WHAT THIS TASK INVOLVES> Which lines of the rows below contain the string "shirt"? Pull out each of them.

AVAILABLE DATA>
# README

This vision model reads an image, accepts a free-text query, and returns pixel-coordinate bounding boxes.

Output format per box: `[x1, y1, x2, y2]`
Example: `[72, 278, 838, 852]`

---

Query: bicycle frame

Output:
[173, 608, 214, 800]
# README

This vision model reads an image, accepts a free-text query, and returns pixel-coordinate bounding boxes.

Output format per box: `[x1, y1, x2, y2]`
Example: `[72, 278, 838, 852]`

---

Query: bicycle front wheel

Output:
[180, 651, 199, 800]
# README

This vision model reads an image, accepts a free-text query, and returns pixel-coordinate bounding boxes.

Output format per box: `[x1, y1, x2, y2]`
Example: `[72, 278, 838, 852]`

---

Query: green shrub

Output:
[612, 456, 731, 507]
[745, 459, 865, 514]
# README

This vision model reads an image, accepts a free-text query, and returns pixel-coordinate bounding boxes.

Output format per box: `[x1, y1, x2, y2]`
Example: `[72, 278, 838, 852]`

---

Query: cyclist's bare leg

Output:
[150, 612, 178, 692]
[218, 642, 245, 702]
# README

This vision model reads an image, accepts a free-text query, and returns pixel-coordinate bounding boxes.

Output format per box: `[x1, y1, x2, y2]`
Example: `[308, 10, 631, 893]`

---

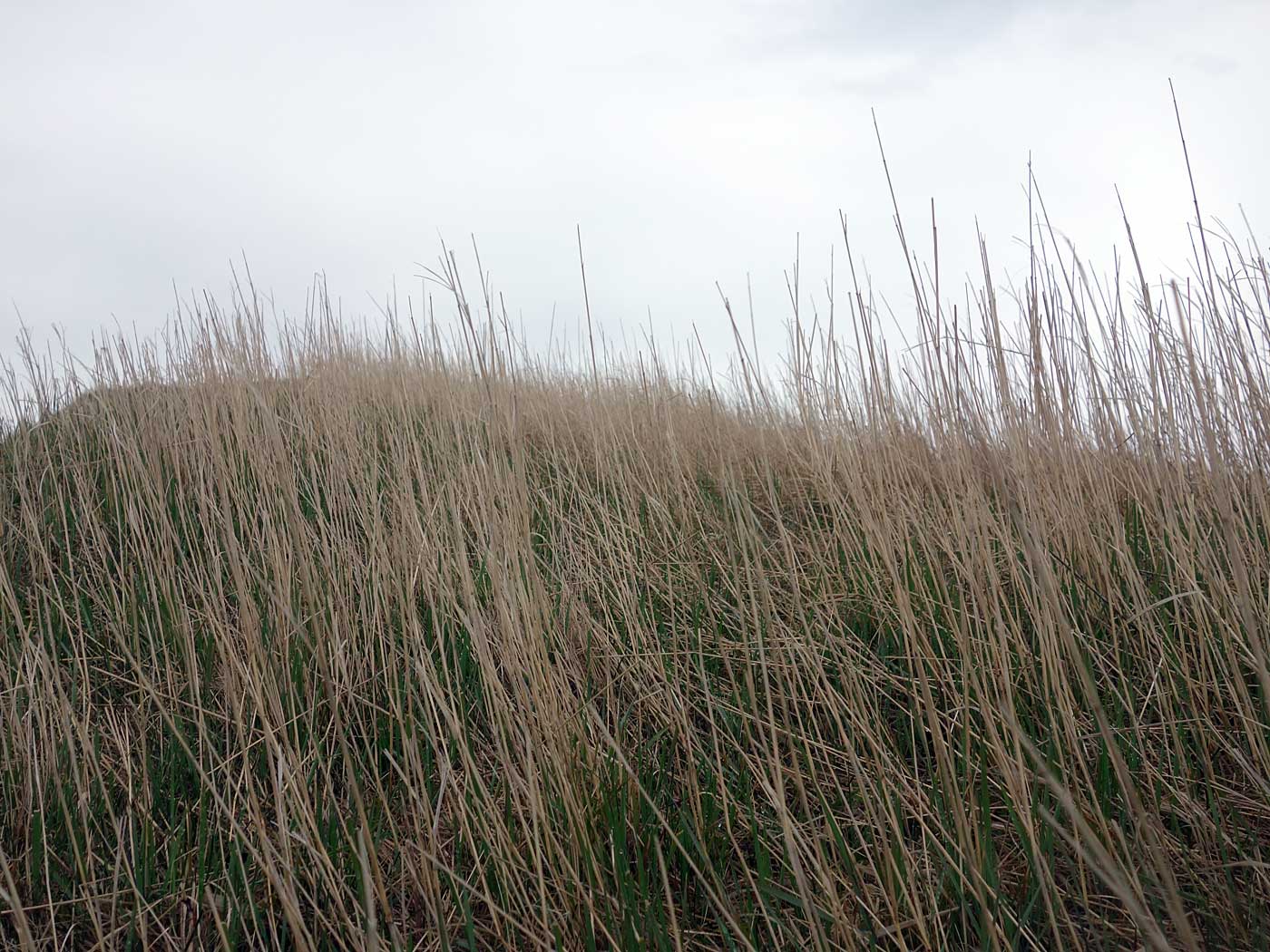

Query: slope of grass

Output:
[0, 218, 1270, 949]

--

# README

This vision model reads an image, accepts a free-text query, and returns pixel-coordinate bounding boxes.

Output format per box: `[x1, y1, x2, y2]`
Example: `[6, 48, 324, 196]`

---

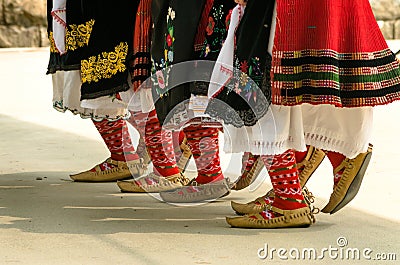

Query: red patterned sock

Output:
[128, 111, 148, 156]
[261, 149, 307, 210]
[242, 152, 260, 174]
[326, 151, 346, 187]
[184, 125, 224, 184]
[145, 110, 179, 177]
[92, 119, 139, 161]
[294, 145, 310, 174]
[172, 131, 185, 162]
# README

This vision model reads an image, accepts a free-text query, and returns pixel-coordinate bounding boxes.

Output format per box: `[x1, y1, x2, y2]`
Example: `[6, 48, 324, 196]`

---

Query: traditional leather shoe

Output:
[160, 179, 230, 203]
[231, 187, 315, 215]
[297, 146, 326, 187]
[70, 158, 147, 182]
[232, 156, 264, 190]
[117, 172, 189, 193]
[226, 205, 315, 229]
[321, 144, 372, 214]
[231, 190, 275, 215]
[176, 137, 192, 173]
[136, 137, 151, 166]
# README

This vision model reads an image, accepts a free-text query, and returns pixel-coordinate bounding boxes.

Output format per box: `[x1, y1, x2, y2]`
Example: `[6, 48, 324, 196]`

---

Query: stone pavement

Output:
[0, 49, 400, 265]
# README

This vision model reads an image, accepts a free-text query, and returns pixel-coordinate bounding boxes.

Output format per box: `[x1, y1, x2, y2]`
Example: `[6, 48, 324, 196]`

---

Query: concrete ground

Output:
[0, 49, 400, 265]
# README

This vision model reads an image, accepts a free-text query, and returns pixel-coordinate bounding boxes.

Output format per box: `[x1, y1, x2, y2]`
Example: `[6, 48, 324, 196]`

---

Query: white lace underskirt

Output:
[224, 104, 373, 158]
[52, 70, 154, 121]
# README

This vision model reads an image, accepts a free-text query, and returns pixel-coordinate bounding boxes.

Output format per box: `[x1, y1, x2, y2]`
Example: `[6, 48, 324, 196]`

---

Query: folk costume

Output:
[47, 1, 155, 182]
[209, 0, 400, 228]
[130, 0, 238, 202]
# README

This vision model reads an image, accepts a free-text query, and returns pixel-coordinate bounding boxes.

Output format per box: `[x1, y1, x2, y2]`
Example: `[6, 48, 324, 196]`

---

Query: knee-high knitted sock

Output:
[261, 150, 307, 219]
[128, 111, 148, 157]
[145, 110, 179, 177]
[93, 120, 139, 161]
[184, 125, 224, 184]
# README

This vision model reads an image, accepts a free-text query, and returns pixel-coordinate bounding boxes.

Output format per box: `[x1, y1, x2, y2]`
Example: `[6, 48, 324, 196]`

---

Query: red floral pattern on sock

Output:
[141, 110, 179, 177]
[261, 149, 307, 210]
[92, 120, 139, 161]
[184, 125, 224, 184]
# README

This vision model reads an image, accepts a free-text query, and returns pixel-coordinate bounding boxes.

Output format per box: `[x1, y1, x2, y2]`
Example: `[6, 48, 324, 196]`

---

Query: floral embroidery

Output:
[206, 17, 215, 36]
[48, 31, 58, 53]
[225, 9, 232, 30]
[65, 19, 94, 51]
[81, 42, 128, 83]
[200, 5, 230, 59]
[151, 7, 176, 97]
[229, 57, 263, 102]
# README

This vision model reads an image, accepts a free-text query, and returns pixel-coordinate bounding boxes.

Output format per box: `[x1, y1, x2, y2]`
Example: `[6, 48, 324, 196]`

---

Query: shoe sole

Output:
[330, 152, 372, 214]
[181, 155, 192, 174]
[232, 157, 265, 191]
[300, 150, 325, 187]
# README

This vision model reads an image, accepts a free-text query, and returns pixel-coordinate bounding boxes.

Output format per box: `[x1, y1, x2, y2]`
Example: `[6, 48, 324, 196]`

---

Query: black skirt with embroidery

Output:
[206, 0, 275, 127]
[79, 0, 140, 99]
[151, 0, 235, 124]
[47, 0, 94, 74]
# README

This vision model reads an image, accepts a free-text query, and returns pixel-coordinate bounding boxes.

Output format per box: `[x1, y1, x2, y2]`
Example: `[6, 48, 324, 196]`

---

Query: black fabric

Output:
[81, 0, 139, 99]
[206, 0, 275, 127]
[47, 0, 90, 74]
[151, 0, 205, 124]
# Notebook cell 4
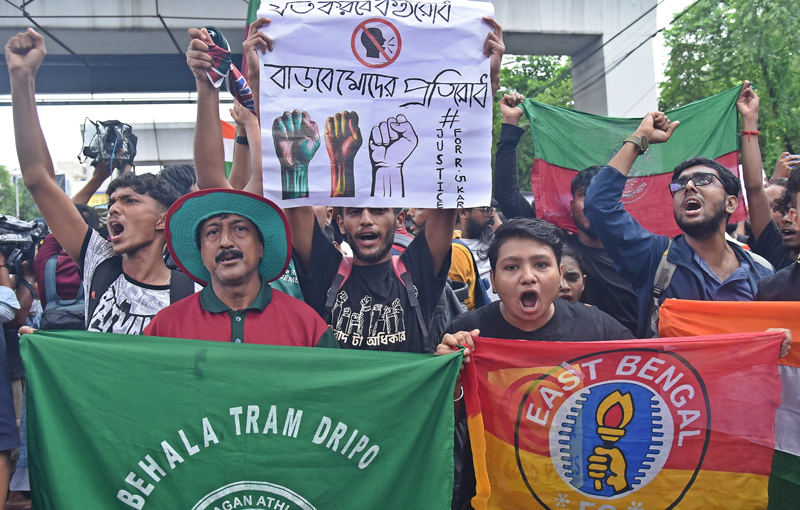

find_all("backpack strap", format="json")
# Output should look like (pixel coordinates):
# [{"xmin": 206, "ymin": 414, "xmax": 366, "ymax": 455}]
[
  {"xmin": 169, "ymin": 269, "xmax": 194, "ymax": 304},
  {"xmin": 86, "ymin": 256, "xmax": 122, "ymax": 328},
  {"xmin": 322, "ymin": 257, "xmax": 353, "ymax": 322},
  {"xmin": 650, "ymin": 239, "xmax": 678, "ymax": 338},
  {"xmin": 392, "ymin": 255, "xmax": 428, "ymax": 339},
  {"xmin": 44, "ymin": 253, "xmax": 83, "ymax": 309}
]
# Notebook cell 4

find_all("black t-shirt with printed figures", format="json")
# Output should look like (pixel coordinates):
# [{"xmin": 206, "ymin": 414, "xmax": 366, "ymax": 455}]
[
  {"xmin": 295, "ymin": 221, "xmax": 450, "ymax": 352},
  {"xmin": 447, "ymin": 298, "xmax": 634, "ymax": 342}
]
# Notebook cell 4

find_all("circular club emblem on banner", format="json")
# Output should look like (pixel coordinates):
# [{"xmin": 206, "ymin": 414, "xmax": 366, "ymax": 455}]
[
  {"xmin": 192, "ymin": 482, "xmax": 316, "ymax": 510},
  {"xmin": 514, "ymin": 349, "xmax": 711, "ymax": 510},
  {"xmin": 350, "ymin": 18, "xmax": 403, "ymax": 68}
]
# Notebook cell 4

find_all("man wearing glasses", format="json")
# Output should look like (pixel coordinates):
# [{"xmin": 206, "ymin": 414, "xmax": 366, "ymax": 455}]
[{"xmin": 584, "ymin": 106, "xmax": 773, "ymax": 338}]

---

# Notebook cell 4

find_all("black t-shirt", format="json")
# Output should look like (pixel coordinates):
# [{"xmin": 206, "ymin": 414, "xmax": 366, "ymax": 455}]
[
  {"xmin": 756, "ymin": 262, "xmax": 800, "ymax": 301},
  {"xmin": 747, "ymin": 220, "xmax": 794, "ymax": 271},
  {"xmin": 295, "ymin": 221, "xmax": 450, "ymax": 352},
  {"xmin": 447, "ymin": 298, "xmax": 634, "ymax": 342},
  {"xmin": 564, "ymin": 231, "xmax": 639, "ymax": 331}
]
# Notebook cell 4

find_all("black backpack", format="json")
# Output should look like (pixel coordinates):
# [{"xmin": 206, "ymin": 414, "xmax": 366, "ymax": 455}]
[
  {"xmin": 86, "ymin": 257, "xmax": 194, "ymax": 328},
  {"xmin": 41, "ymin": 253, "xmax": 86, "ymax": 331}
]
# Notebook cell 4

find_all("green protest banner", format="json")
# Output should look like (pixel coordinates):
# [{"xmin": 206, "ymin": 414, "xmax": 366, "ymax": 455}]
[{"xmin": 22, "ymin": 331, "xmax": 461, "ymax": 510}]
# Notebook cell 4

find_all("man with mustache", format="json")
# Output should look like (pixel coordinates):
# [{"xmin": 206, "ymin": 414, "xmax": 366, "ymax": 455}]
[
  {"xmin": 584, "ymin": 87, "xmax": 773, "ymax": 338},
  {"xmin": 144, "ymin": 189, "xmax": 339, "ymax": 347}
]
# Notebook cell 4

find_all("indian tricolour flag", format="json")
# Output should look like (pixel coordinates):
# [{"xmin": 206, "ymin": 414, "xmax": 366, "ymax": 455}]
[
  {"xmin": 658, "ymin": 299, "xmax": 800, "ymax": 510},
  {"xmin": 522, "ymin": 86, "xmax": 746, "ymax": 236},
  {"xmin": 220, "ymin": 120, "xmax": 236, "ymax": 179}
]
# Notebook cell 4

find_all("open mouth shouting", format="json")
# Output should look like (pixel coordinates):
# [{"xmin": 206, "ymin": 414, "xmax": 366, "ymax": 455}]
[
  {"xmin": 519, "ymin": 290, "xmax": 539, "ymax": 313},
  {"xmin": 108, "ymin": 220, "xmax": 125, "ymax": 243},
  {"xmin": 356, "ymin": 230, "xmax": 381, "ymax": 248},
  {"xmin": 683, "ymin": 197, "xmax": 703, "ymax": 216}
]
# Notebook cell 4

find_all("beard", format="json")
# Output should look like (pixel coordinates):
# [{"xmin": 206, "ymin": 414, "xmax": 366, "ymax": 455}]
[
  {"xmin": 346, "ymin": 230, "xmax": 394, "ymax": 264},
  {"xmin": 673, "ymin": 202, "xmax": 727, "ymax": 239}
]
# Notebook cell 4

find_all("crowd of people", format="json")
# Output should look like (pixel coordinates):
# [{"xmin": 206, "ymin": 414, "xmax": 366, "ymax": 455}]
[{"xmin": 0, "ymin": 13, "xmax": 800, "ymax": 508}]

EXERCISE OUTPUT>
find_all("black t-shirt with printed figures", format="json")
find_all("black t-shirt", format="json")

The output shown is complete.